**ACTIVITY**. No line before the one containing "Would you be able to point out the tinted" is to be output; retype exactly that line and all lines that follow it to the end of the records.

════════════════════

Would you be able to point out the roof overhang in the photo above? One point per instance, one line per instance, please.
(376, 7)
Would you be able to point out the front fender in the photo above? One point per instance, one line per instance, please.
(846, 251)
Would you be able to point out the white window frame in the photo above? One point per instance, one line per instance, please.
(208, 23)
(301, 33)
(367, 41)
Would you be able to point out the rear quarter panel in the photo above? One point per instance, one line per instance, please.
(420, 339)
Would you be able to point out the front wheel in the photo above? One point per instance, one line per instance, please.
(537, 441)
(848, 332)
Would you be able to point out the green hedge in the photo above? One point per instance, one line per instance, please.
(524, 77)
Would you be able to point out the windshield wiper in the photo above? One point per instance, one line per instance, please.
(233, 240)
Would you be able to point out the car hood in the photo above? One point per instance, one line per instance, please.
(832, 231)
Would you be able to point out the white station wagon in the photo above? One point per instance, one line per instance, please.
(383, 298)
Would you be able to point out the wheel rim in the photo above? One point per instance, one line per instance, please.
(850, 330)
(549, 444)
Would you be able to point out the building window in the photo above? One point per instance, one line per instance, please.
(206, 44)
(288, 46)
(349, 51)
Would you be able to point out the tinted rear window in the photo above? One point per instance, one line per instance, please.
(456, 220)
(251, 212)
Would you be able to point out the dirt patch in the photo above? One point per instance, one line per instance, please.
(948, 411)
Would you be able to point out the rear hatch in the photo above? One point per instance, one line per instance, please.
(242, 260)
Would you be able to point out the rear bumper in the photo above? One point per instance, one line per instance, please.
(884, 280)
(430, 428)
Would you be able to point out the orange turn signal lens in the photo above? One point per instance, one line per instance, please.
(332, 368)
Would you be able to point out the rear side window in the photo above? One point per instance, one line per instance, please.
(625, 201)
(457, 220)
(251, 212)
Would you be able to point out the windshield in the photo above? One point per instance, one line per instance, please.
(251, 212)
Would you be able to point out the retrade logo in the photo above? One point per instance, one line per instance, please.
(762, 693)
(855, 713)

════════════════════

**ANSWER TO THE EXERCISE**.
Would you be able to point out the tinted rear window in the photo above? One point per instance, one line per instance, please.
(456, 220)
(251, 212)
Would you be able to point out the dirt patch in the photo above? One point per instance, one line per instance, please.
(948, 411)
Would you be able to point out the rear hatch in the photo above? One point per instance, one line per instance, please.
(242, 260)
Would you be able to point out the rear bumper in the photo above? One point per instance, one line per instance, please.
(884, 280)
(430, 428)
Would you be able to point out the orange turn signal lens in the photo above? One point per instance, one line per instance, please.
(332, 368)
Would you be able to point out the rear side window in the photo above? One point per instance, one line per instance, please.
(625, 201)
(457, 220)
(251, 212)
Would you be able to point out the windshield in the photo above? One point per instance, one line per instance, please.
(251, 212)
Would you be able to point out the retrade logo in the photo above? One point per instance, one line per instance, please.
(762, 693)
(855, 713)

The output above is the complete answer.